■ Task goal ■
Print out the entries below with no edits.

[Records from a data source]
-*-

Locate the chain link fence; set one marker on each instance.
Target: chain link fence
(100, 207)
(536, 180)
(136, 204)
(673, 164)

-*-

■ Response to the task ■
Locate the chain link fence; set one marker on each instance.
Target: chain link fence
(100, 207)
(536, 180)
(136, 204)
(673, 164)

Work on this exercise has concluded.